Goal of the exercise :: Pull out every line in the data below that contains the word "above", and copy each of those lines in full.

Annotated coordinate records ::
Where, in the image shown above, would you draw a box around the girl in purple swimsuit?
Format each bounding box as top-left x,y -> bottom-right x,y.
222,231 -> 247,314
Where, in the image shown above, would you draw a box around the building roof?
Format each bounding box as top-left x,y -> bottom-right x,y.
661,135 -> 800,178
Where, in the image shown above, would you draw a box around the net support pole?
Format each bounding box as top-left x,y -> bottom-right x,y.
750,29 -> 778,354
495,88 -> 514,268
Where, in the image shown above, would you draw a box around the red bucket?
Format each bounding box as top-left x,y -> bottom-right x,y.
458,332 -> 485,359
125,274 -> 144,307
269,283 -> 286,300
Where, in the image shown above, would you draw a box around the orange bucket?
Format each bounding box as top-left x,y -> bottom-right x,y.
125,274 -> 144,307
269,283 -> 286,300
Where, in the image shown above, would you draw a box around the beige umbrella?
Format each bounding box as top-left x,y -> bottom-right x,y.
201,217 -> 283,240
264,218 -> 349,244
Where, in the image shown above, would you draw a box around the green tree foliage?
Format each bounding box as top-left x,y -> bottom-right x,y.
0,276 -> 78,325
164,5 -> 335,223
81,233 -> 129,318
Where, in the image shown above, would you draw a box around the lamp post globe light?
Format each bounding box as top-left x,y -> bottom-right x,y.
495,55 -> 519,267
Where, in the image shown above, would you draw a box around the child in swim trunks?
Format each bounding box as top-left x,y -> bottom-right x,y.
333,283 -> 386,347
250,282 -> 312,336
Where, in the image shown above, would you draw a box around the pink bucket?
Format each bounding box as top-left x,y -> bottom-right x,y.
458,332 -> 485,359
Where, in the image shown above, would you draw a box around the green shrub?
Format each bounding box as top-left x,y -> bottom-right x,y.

Result ::
Where, in the image shown above, would you draw a box around the girl in purple swimsuit?
Where, in the image shown above, would you draw a box around the building roof?
Where, in the image shown above, would you draw a box around the net support pole?
Where, in the image shown above, would you draw a box around the red bucket?
Where, in the image shown above, would you draw a box around the orange bucket?
Where, in the image shown above, would you draw a box around the beige umbrella?
Where, in the image shown above, would you draw a box around the green tree foliage?
Where, in the image shown above, would you draw a box around the lamp post globe light?
Where, in the image shown above, would you draw a box around the child in swim trunks?
Where, in the image shown above, would you draw a box around the pink bucket?
Where, in the image shown above, would you draw a box around the green shrub?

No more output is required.